• [Work to complete] Extract the whole listing as it stands. Do not include the pictures.

┄┄┄┄┄┄┄┄┄┄┄┄┄┄┄┄┄┄┄┄

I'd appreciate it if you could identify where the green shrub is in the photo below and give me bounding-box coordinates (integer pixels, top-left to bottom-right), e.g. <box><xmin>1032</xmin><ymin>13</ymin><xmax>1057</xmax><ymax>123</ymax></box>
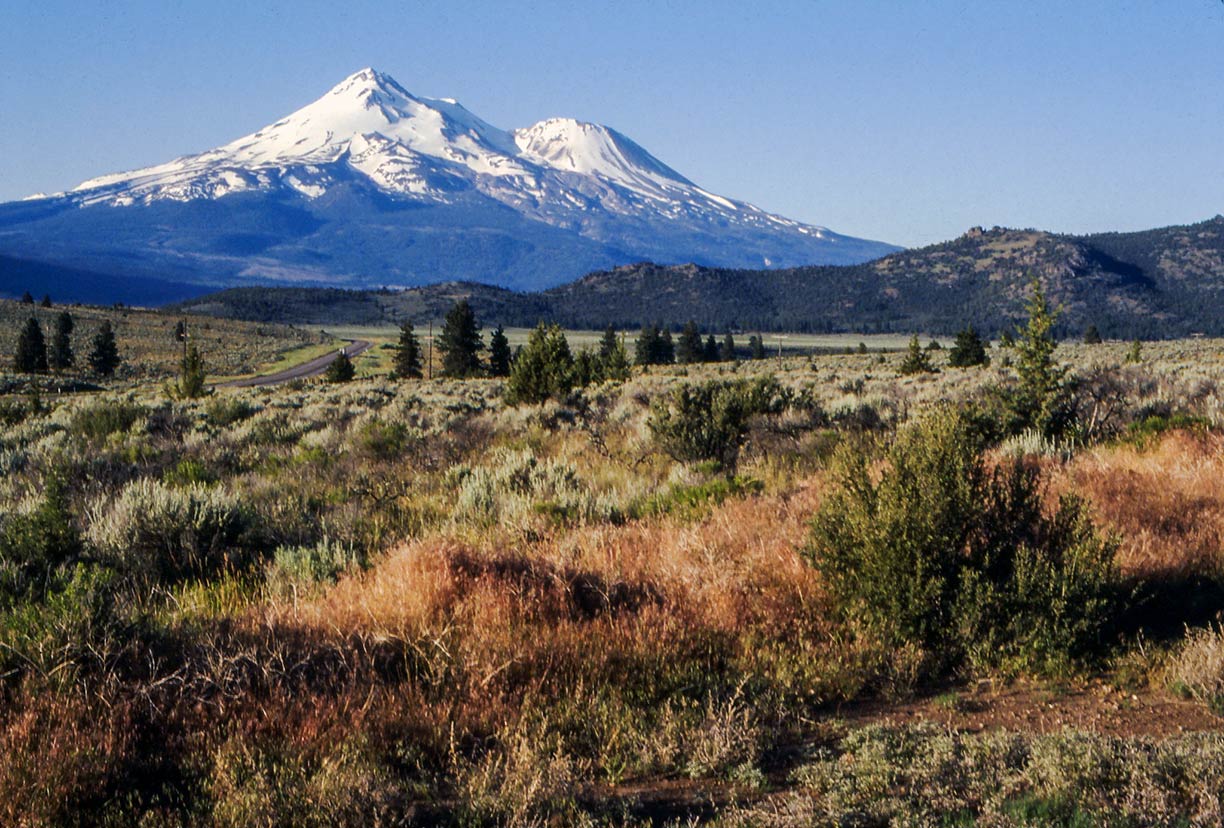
<box><xmin>449</xmin><ymin>450</ymin><xmax>621</xmax><ymax>524</ymax></box>
<box><xmin>0</xmin><ymin>399</ymin><xmax>31</xmax><ymax>426</ymax></box>
<box><xmin>162</xmin><ymin>457</ymin><xmax>217</xmax><ymax>486</ymax></box>
<box><xmin>268</xmin><ymin>538</ymin><xmax>365</xmax><ymax>585</ymax></box>
<box><xmin>506</xmin><ymin>322</ymin><xmax>575</xmax><ymax>405</ymax></box>
<box><xmin>87</xmin><ymin>479</ymin><xmax>264</xmax><ymax>581</ymax></box>
<box><xmin>356</xmin><ymin>420</ymin><xmax>419</xmax><ymax>461</ymax></box>
<box><xmin>0</xmin><ymin>475</ymin><xmax>82</xmax><ymax>609</ymax></box>
<box><xmin>0</xmin><ymin>563</ymin><xmax>126</xmax><ymax>686</ymax></box>
<box><xmin>204</xmin><ymin>397</ymin><xmax>258</xmax><ymax>429</ymax></box>
<box><xmin>649</xmin><ymin>377</ymin><xmax>791</xmax><ymax>469</ymax></box>
<box><xmin>69</xmin><ymin>401</ymin><xmax>148</xmax><ymax>442</ymax></box>
<box><xmin>805</xmin><ymin>409</ymin><xmax>1118</xmax><ymax>672</ymax></box>
<box><xmin>1126</xmin><ymin>412</ymin><xmax>1212</xmax><ymax>448</ymax></box>
<box><xmin>630</xmin><ymin>475</ymin><xmax>765</xmax><ymax>518</ymax></box>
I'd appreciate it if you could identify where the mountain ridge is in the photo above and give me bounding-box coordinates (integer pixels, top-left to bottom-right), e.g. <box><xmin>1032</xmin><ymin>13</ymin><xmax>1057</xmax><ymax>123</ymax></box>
<box><xmin>0</xmin><ymin>69</ymin><xmax>897</xmax><ymax>289</ymax></box>
<box><xmin>165</xmin><ymin>216</ymin><xmax>1224</xmax><ymax>338</ymax></box>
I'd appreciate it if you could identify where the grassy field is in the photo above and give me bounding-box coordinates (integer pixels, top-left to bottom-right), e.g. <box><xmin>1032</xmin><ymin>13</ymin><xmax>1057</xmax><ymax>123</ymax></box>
<box><xmin>0</xmin><ymin>300</ymin><xmax>330</xmax><ymax>385</ymax></box>
<box><xmin>0</xmin><ymin>304</ymin><xmax>1224</xmax><ymax>826</ymax></box>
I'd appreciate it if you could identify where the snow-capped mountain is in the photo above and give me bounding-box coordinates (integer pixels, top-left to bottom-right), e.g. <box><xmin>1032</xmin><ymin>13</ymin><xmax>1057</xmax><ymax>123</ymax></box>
<box><xmin>0</xmin><ymin>69</ymin><xmax>895</xmax><ymax>297</ymax></box>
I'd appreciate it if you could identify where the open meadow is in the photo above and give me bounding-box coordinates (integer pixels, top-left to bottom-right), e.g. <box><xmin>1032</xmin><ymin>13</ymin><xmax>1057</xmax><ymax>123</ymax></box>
<box><xmin>0</xmin><ymin>303</ymin><xmax>1224</xmax><ymax>826</ymax></box>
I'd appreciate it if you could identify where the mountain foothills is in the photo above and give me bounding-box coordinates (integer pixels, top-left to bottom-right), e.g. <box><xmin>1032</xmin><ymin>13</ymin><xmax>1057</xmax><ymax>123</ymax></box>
<box><xmin>0</xmin><ymin>69</ymin><xmax>897</xmax><ymax>303</ymax></box>
<box><xmin>170</xmin><ymin>217</ymin><xmax>1224</xmax><ymax>338</ymax></box>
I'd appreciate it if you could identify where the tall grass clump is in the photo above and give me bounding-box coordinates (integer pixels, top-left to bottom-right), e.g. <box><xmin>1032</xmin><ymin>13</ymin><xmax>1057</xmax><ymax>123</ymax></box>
<box><xmin>1169</xmin><ymin>625</ymin><xmax>1224</xmax><ymax>715</ymax></box>
<box><xmin>805</xmin><ymin>409</ymin><xmax>1118</xmax><ymax>674</ymax></box>
<box><xmin>69</xmin><ymin>401</ymin><xmax>148</xmax><ymax>442</ymax></box>
<box><xmin>450</xmin><ymin>450</ymin><xmax>619</xmax><ymax>524</ymax></box>
<box><xmin>87</xmin><ymin>479</ymin><xmax>263</xmax><ymax>581</ymax></box>
<box><xmin>649</xmin><ymin>377</ymin><xmax>789</xmax><ymax>470</ymax></box>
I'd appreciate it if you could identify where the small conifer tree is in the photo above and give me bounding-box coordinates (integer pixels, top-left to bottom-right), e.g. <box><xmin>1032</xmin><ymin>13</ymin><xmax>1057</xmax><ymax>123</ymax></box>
<box><xmin>600</xmin><ymin>325</ymin><xmax>621</xmax><ymax>359</ymax></box>
<box><xmin>438</xmin><ymin>299</ymin><xmax>485</xmax><ymax>378</ymax></box>
<box><xmin>600</xmin><ymin>333</ymin><xmax>629</xmax><ymax>382</ymax></box>
<box><xmin>174</xmin><ymin>344</ymin><xmax>207</xmax><ymax>399</ymax></box>
<box><xmin>900</xmin><ymin>333</ymin><xmax>935</xmax><ymax>376</ymax></box>
<box><xmin>676</xmin><ymin>320</ymin><xmax>703</xmax><ymax>365</ymax></box>
<box><xmin>89</xmin><ymin>320</ymin><xmax>122</xmax><ymax>376</ymax></box>
<box><xmin>12</xmin><ymin>316</ymin><xmax>47</xmax><ymax>374</ymax></box>
<box><xmin>323</xmin><ymin>350</ymin><xmax>357</xmax><ymax>382</ymax></box>
<box><xmin>506</xmin><ymin>322</ymin><xmax>575</xmax><ymax>405</ymax></box>
<box><xmin>655</xmin><ymin>328</ymin><xmax>676</xmax><ymax>365</ymax></box>
<box><xmin>633</xmin><ymin>322</ymin><xmax>659</xmax><ymax>365</ymax></box>
<box><xmin>50</xmin><ymin>311</ymin><xmax>76</xmax><ymax>371</ymax></box>
<box><xmin>1126</xmin><ymin>339</ymin><xmax>1143</xmax><ymax>365</ymax></box>
<box><xmin>947</xmin><ymin>325</ymin><xmax>990</xmax><ymax>367</ymax></box>
<box><xmin>718</xmin><ymin>331</ymin><xmax>736</xmax><ymax>363</ymax></box>
<box><xmin>488</xmin><ymin>325</ymin><xmax>512</xmax><ymax>376</ymax></box>
<box><xmin>395</xmin><ymin>322</ymin><xmax>421</xmax><ymax>380</ymax></box>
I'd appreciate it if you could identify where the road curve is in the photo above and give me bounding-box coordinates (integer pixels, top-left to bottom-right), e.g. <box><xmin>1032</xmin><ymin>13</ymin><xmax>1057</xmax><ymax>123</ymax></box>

┄┄┄┄┄┄┄┄┄┄┄┄┄┄┄┄┄┄┄┄

• [The response]
I'd appreciate it if you could identify where the green shrub is in the photo below and give me bounding-box coordinates (integer pixels, top-left to bottom-right), e.g. <box><xmin>1032</xmin><ymin>13</ymin><xmax>1057</xmax><ymax>123</ymax></box>
<box><xmin>449</xmin><ymin>450</ymin><xmax>621</xmax><ymax>524</ymax></box>
<box><xmin>0</xmin><ymin>399</ymin><xmax>31</xmax><ymax>426</ymax></box>
<box><xmin>162</xmin><ymin>457</ymin><xmax>217</xmax><ymax>486</ymax></box>
<box><xmin>268</xmin><ymin>538</ymin><xmax>365</xmax><ymax>585</ymax></box>
<box><xmin>506</xmin><ymin>322</ymin><xmax>575</xmax><ymax>405</ymax></box>
<box><xmin>87</xmin><ymin>479</ymin><xmax>264</xmax><ymax>581</ymax></box>
<box><xmin>356</xmin><ymin>420</ymin><xmax>419</xmax><ymax>461</ymax></box>
<box><xmin>0</xmin><ymin>475</ymin><xmax>82</xmax><ymax>609</ymax></box>
<box><xmin>0</xmin><ymin>563</ymin><xmax>126</xmax><ymax>686</ymax></box>
<box><xmin>204</xmin><ymin>397</ymin><xmax>258</xmax><ymax>429</ymax></box>
<box><xmin>649</xmin><ymin>377</ymin><xmax>791</xmax><ymax>469</ymax></box>
<box><xmin>69</xmin><ymin>401</ymin><xmax>148</xmax><ymax>442</ymax></box>
<box><xmin>805</xmin><ymin>409</ymin><xmax>1118</xmax><ymax>672</ymax></box>
<box><xmin>1126</xmin><ymin>412</ymin><xmax>1212</xmax><ymax>448</ymax></box>
<box><xmin>630</xmin><ymin>475</ymin><xmax>765</xmax><ymax>518</ymax></box>
I'd appreciate it if you could identify where the mountain ridge is in the photo above and give me bounding-box coordinates (integer pixels, top-left to bottom-right), e.g. <box><xmin>1032</xmin><ymin>13</ymin><xmax>1057</xmax><ymax>123</ymax></box>
<box><xmin>0</xmin><ymin>69</ymin><xmax>897</xmax><ymax>289</ymax></box>
<box><xmin>165</xmin><ymin>216</ymin><xmax>1224</xmax><ymax>338</ymax></box>
I'd appreciate it if you could identify where the grassy field is in the photo above and give me bounding-box coordinates (integer pixels, top-left to bottom-right), e.g. <box><xmin>1032</xmin><ymin>13</ymin><xmax>1057</xmax><ymax>123</ymax></box>
<box><xmin>0</xmin><ymin>300</ymin><xmax>330</xmax><ymax>385</ymax></box>
<box><xmin>0</xmin><ymin>304</ymin><xmax>1224</xmax><ymax>826</ymax></box>
I'd appreciate it if you could identify where the snow-capped mountain is in the photo above and give me bounding-box coordinates (integer pixels, top-left to bottom-right), e.g. <box><xmin>1032</xmin><ymin>13</ymin><xmax>1057</xmax><ymax>123</ymax></box>
<box><xmin>0</xmin><ymin>69</ymin><xmax>895</xmax><ymax>297</ymax></box>
I'd appreciate it if you could identify where the open meadow is in the photo above and give me bounding-box coordinates (integer pixels, top-left to bottom-right), e.g. <box><xmin>1032</xmin><ymin>13</ymin><xmax>1057</xmax><ymax>123</ymax></box>
<box><xmin>0</xmin><ymin>303</ymin><xmax>1224</xmax><ymax>826</ymax></box>
I'd appreciate it if you could identify where the mountain foothills is in the photo above and give me bounding-box coordinates (integer pixels, top-left to bottom-right), e.g. <box><xmin>1032</xmin><ymin>13</ymin><xmax>1057</xmax><ymax>123</ymax></box>
<box><xmin>0</xmin><ymin>69</ymin><xmax>897</xmax><ymax>303</ymax></box>
<box><xmin>170</xmin><ymin>217</ymin><xmax>1224</xmax><ymax>338</ymax></box>
I'd appreciate it if you could identify where the tall grass clump is in the photo above and give me bounding-box coordinates (integer pixels, top-left to bottom-right), e.g. <box><xmin>1032</xmin><ymin>13</ymin><xmax>1057</xmax><ymax>123</ymax></box>
<box><xmin>1169</xmin><ymin>625</ymin><xmax>1224</xmax><ymax>715</ymax></box>
<box><xmin>805</xmin><ymin>409</ymin><xmax>1118</xmax><ymax>674</ymax></box>
<box><xmin>69</xmin><ymin>401</ymin><xmax>148</xmax><ymax>442</ymax></box>
<box><xmin>450</xmin><ymin>450</ymin><xmax>619</xmax><ymax>524</ymax></box>
<box><xmin>87</xmin><ymin>479</ymin><xmax>263</xmax><ymax>581</ymax></box>
<box><xmin>649</xmin><ymin>377</ymin><xmax>789</xmax><ymax>470</ymax></box>
I'd appreciate it if you could identify where the small conifer tree is in the photo above and give me bounding-box coordinates (integer pixels, top-left to bottom-right), e.g. <box><xmin>1032</xmin><ymin>13</ymin><xmax>1057</xmax><ymax>123</ymax></box>
<box><xmin>600</xmin><ymin>325</ymin><xmax>621</xmax><ymax>359</ymax></box>
<box><xmin>438</xmin><ymin>299</ymin><xmax>485</xmax><ymax>378</ymax></box>
<box><xmin>600</xmin><ymin>333</ymin><xmax>629</xmax><ymax>382</ymax></box>
<box><xmin>174</xmin><ymin>344</ymin><xmax>207</xmax><ymax>399</ymax></box>
<box><xmin>900</xmin><ymin>333</ymin><xmax>935</xmax><ymax>376</ymax></box>
<box><xmin>676</xmin><ymin>320</ymin><xmax>703</xmax><ymax>365</ymax></box>
<box><xmin>89</xmin><ymin>320</ymin><xmax>122</xmax><ymax>376</ymax></box>
<box><xmin>12</xmin><ymin>316</ymin><xmax>47</xmax><ymax>374</ymax></box>
<box><xmin>323</xmin><ymin>350</ymin><xmax>357</xmax><ymax>382</ymax></box>
<box><xmin>506</xmin><ymin>322</ymin><xmax>575</xmax><ymax>405</ymax></box>
<box><xmin>655</xmin><ymin>328</ymin><xmax>676</xmax><ymax>365</ymax></box>
<box><xmin>633</xmin><ymin>322</ymin><xmax>659</xmax><ymax>365</ymax></box>
<box><xmin>50</xmin><ymin>311</ymin><xmax>76</xmax><ymax>371</ymax></box>
<box><xmin>1126</xmin><ymin>339</ymin><xmax>1143</xmax><ymax>365</ymax></box>
<box><xmin>947</xmin><ymin>325</ymin><xmax>990</xmax><ymax>367</ymax></box>
<box><xmin>718</xmin><ymin>331</ymin><xmax>736</xmax><ymax>363</ymax></box>
<box><xmin>488</xmin><ymin>325</ymin><xmax>512</xmax><ymax>376</ymax></box>
<box><xmin>395</xmin><ymin>322</ymin><xmax>421</xmax><ymax>380</ymax></box>
I'd appreciate it if you could identify where the road curve is in the photo above and give me bounding-box coordinates (integer pixels, top-left to bottom-right), e.g. <box><xmin>1032</xmin><ymin>13</ymin><xmax>1057</xmax><ymax>123</ymax></box>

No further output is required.